#### Written task:
Filter the items below down to the lines that contain the word "window", and copy each of those lines.

**** Data lines ****

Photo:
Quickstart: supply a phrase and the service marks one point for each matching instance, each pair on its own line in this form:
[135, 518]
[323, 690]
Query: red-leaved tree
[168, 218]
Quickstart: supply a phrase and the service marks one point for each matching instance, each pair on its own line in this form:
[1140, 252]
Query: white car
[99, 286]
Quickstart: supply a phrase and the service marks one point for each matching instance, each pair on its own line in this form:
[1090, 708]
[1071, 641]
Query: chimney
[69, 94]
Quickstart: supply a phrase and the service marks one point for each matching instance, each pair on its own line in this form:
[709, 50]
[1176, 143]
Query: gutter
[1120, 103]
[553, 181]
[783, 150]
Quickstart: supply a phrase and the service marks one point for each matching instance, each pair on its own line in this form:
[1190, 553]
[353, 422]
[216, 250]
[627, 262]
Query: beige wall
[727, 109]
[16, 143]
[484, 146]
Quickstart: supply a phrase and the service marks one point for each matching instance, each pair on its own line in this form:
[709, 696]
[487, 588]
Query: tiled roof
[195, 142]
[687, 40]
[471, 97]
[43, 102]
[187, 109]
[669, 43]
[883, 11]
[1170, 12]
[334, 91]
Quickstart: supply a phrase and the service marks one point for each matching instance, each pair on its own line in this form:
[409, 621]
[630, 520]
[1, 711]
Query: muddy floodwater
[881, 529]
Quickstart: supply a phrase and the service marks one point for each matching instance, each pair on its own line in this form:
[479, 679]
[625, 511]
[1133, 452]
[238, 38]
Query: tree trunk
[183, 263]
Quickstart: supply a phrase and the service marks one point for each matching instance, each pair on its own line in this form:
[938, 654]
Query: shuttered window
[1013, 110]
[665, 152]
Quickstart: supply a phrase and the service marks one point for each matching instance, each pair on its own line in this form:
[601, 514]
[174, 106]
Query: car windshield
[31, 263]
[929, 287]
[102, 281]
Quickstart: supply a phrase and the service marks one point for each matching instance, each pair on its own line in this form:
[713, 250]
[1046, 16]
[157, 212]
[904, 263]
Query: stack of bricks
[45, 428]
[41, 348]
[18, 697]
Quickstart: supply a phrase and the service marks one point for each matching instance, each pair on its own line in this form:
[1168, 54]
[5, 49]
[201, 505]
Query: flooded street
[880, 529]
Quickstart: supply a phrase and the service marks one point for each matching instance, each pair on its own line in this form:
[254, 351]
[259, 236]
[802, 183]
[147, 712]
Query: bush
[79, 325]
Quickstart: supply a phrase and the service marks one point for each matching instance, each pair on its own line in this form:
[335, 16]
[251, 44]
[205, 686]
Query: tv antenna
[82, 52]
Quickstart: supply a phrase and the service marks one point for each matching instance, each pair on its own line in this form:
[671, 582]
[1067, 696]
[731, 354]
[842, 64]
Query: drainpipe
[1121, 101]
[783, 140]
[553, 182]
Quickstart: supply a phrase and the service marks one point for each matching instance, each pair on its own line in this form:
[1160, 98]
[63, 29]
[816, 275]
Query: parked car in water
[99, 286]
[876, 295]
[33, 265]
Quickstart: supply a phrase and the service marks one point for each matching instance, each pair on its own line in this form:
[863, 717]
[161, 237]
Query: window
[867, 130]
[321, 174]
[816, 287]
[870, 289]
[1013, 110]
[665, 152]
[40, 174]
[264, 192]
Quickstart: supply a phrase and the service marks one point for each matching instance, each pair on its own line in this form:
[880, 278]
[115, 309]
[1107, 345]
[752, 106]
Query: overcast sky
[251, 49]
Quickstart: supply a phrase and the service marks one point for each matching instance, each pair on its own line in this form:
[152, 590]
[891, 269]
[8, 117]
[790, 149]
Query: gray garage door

****

#### Solution:
Query: shuttered window
Query: window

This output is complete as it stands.